問題 -
以下の資料をすべて、一字も変えずにもう一度書き出せ。

記録データ
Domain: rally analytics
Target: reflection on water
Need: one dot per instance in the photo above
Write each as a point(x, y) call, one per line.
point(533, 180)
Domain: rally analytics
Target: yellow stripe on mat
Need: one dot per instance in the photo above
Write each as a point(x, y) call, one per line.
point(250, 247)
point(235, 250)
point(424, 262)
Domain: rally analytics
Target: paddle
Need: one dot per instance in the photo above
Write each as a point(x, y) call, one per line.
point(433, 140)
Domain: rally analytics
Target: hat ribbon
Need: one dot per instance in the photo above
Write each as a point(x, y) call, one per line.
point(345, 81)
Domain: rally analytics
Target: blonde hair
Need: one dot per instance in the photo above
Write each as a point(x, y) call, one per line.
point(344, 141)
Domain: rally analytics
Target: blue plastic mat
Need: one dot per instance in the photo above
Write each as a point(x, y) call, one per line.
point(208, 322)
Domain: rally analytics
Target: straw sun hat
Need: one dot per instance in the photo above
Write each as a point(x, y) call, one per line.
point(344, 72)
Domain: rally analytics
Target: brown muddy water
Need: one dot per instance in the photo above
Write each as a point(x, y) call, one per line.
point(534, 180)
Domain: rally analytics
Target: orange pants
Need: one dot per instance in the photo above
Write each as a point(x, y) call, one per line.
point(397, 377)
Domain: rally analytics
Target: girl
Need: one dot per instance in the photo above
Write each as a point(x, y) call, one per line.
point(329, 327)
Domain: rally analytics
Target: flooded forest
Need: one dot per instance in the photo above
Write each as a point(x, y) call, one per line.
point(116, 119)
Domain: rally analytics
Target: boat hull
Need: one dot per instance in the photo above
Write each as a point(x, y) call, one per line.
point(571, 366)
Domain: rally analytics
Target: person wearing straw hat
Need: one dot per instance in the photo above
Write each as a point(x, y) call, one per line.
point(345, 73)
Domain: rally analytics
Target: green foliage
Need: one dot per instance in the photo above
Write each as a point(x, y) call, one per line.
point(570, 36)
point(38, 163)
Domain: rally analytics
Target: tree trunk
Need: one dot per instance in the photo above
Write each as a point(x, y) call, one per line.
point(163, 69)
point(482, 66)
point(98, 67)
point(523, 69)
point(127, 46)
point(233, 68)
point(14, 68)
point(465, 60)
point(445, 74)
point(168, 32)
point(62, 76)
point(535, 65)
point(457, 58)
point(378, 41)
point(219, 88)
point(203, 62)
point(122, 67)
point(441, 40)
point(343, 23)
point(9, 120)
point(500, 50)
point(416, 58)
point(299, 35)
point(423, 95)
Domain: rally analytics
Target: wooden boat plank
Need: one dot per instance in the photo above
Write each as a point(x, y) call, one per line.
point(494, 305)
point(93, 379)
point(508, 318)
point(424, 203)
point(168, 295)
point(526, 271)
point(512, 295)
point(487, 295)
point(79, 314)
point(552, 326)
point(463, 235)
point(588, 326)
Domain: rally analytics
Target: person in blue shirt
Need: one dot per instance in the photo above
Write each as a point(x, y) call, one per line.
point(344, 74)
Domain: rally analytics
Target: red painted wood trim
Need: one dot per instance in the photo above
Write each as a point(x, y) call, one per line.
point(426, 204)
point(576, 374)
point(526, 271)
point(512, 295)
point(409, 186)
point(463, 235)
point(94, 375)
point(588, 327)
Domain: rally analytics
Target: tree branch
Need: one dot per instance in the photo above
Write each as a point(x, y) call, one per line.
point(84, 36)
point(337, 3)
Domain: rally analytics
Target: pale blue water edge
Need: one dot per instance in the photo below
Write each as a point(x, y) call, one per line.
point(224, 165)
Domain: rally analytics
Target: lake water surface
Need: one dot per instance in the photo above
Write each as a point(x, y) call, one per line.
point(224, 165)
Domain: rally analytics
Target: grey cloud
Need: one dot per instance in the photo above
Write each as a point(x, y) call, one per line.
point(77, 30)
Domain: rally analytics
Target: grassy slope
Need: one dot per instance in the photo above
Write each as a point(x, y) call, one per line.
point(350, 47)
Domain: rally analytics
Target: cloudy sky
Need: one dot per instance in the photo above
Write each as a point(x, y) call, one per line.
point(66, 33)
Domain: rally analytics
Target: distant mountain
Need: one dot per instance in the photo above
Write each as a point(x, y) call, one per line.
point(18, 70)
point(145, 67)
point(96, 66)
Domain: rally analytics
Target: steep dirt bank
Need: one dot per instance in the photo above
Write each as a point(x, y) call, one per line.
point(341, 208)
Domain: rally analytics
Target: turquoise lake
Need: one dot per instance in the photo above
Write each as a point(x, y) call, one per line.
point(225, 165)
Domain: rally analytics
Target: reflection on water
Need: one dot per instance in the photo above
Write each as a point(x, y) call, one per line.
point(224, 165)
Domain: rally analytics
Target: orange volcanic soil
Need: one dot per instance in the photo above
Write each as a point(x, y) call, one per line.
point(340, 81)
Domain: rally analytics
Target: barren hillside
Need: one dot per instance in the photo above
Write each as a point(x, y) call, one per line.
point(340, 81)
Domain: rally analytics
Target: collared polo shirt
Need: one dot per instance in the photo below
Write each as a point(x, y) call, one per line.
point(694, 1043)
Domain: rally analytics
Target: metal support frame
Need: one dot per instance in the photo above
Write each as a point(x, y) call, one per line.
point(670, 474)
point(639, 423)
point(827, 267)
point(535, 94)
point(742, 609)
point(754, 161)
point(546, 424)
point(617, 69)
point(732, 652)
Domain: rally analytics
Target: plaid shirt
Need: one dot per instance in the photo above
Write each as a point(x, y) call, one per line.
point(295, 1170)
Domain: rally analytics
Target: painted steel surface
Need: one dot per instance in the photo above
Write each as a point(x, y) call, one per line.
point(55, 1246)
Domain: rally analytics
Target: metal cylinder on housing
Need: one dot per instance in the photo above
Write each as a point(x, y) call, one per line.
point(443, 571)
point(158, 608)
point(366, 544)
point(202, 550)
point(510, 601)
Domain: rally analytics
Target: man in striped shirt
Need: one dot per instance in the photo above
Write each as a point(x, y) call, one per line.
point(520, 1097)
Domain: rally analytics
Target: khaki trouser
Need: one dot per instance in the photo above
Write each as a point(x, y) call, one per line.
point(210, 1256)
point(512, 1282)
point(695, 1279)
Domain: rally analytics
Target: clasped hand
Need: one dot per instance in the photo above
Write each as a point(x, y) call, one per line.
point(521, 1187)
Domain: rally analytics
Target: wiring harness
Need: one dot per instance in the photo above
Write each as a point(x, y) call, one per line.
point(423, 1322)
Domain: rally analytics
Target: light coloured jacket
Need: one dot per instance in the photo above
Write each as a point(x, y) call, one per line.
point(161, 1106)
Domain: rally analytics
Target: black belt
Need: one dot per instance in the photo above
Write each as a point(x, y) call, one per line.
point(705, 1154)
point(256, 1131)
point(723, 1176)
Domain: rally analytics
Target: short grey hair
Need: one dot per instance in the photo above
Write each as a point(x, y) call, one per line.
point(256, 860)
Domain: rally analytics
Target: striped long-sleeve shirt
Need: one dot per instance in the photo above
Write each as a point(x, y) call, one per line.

回答 -
Domain: rally analytics
Target: reflection on water
Need: one dot per instance in the photo above
Write each as a point(x, y) call, one per line.
point(533, 180)
Domain: rally analytics
Target: yellow stripe on mat
Need: one dot per instance in the photo above
Write each as a point(x, y) call, one per line.
point(250, 247)
point(235, 250)
point(424, 262)
Domain: rally analytics
Target: paddle
Need: one dot per instance in the photo above
Write each as a point(x, y) call, one per line.
point(433, 140)
Domain: rally analytics
Target: hat ribbon
Need: one dot per instance in the photo above
Write each as a point(x, y) call, one per line.
point(345, 81)
Domain: rally analytics
Target: blonde hair
Need: one dot per instance in the photo above
Write each as a point(x, y) call, one per line.
point(344, 141)
Domain: rally analytics
Target: blue plastic mat
Need: one dot per instance in the photo above
Write each as a point(x, y) call, one per line.
point(208, 322)
Domain: rally analytics
Target: straw sun hat
Need: one dot per instance in the photo above
Write each as a point(x, y) call, one per line.
point(344, 72)
Domain: rally analytics
Target: brown muddy water
Need: one dot per instance in the photo above
Write each as a point(x, y) call, one per line.
point(534, 180)
Domain: rally analytics
Target: orange pants
Need: one dot per instance in the photo above
Write each as a point(x, y) call, one per line.
point(397, 377)
Domain: rally analytics
Target: girl
Need: one dot per instance in the photo above
Write each as a point(x, y) call, one per line.
point(329, 327)
Domain: rally analytics
Target: flooded forest
Need: one dot per instance in the photo above
Write each as a point(x, y) call, one per line.
point(116, 119)
Domain: rally analytics
Target: boat hull
Need: one dot per instance in the photo above
Write each as a point(x, y) call, one per line.
point(571, 366)
Domain: rally analytics
Target: person wearing straw hat
Need: one dot per instance in the photo above
Write each as a point(x, y) call, one per line.
point(345, 73)
Domain: rally analytics
Target: green foliage
Need: one dot per instance in the photo above
Write each as a point(x, y) call, one per line.
point(570, 36)
point(38, 163)
Domain: rally analytics
Target: tree trunk
Need: one dot per instance in the photo above
Write each as a point(x, y) call, one per line.
point(163, 69)
point(482, 66)
point(98, 67)
point(523, 69)
point(127, 46)
point(233, 68)
point(14, 68)
point(465, 60)
point(445, 74)
point(168, 32)
point(62, 76)
point(535, 65)
point(457, 58)
point(378, 41)
point(219, 88)
point(203, 62)
point(122, 67)
point(441, 40)
point(343, 23)
point(9, 120)
point(500, 50)
point(416, 58)
point(299, 35)
point(423, 95)
Domain: rally analytics
Target: wooden boat plank
Need: one dot per instance in the photo above
Write each as a point(x, y) call, one per line.
point(494, 305)
point(93, 379)
point(508, 318)
point(424, 203)
point(168, 295)
point(526, 271)
point(512, 295)
point(487, 295)
point(79, 314)
point(552, 326)
point(463, 235)
point(588, 326)
Domain: rally analytics
Target: person in blue shirt
Need: one dot per instance in the photo above
Write each as a point(x, y) call, one per line.
point(344, 74)
Domain: rally analytics
Target: red painted wood trim
Need: one dot per instance in the photo above
Write each as a point(x, y) call, one per line.
point(426, 204)
point(576, 374)
point(526, 271)
point(512, 295)
point(409, 186)
point(463, 235)
point(94, 375)
point(588, 327)
Domain: rally analytics
Target: tree branch
Need: one dot per instance in the photo above
Write each as a point(x, y) call, one per line.
point(84, 36)
point(337, 3)
Domain: rally analytics
Target: pale blue water edge
Need: one dot per instance in the photo below
Write each as a point(x, y) call, one per line.
point(224, 165)
Domain: rally analytics
Target: lake water surface
Need: one dot per instance in the photo above
Write each as a point(x, y) call, one per line.
point(224, 165)
Domain: rally analytics
Target: grey cloud
Need: one dot per instance in the photo above
Write each as a point(x, y) call, one per line.
point(77, 30)
Domain: rally analytics
Target: grassy slope
Need: one dot per instance in the photo above
Write each as a point(x, y) call, one per line.
point(350, 47)
Domain: rally analytics
Target: cloudy sky
Need: one dot per instance in the photo above
Write each as a point(x, y) call, one per line.
point(66, 33)
Domain: rally analytics
Target: distant mountain
Need: one dot per instance in the photo above
Write each as a point(x, y) call, one per line.
point(18, 70)
point(145, 67)
point(96, 66)
Domain: rally analytics
Target: steep dirt bank
Need: one dot per instance in the photo above
Write each as a point(x, y) call, one per line.
point(341, 208)
Domain: rally analytics
Target: turquoise lake
Need: one dot per instance in the photo above
Write each as a point(x, y) call, one per line.
point(225, 165)
Domain: rally analytics
Target: reflection on water
Need: one dot per instance in the photo above
Write each as a point(x, y) call, one per line.
point(224, 165)
Domain: rally analytics
Target: orange volcanic soil
Need: one dot per instance in the photo above
Write each as a point(x, y) call, one per line.
point(340, 81)
Domain: rally analytics
Target: barren hillside
Need: one dot per instance in the photo above
Write each as a point(x, y) call, one per line.
point(340, 81)
Domain: rally analytics
Target: collared polo shirt
Need: one dot per instance in the photo below
Write each as a point(x, y) call, one per line.
point(694, 1043)
Domain: rally analytics
Target: metal support frame
Need: one dot per instance in the photo above
Write each as a point(x, y) call, one per line.
point(670, 474)
point(639, 423)
point(827, 267)
point(535, 94)
point(742, 609)
point(754, 161)
point(546, 424)
point(617, 69)
point(732, 652)
Domain: rally analytics
Target: plaid shirt
Need: one dot per instance in the photo above
Write each as a point(x, y) call, one per line.
point(295, 1170)
Domain: rally analytics
Target: painted steel surface
Need: one dot per instance in the photo above
Write each as a point(x, y) call, one per line.
point(55, 1246)
Domain: rally analytics
Target: metal cylinder on housing
Need: one dot per instance in the photo above
Write each as a point(x, y) call, one per line.
point(443, 571)
point(158, 608)
point(366, 544)
point(202, 550)
point(510, 601)
Domain: rally analytics
Target: man in striped shirt
Need: one dot per instance in the photo above
Write each as a point(x, y) call, one per line.
point(520, 1097)
Domain: rally analytics
Target: khaki trouser
Need: one dot per instance in the photo above
Write each as a point(x, y) call, one per line.
point(210, 1256)
point(512, 1282)
point(695, 1279)
Domain: rally analytics
Target: clasped hand
Need: one dot per instance in the photo above
Write each as a point(x, y) call, one per line.
point(521, 1187)
Domain: rally analytics
Target: wiring harness
Need: one dot per instance in the photo above
Write each as a point(x, y) call, one per line.
point(423, 1322)
Domain: rally analytics
Target: light coloured jacket
Need: one dot per instance in the photo above
Write each as a point(x, y) call, one per line.
point(161, 1106)
Domain: rally analytics
Target: black belt
Need: one dot per instance in the photo above
Write each as a point(x, y) call, one per line.
point(705, 1154)
point(256, 1131)
point(723, 1176)
Domain: rally analytics
Target: short grey hair
Need: one dot per instance in the photo above
Write each as a point(x, y) call, one per line.
point(256, 860)
Domain: rally analytics
Target: striped long-sleeve shirt
Need: one dot per instance in the photo above
Write each as a point(x, y) call, one per line.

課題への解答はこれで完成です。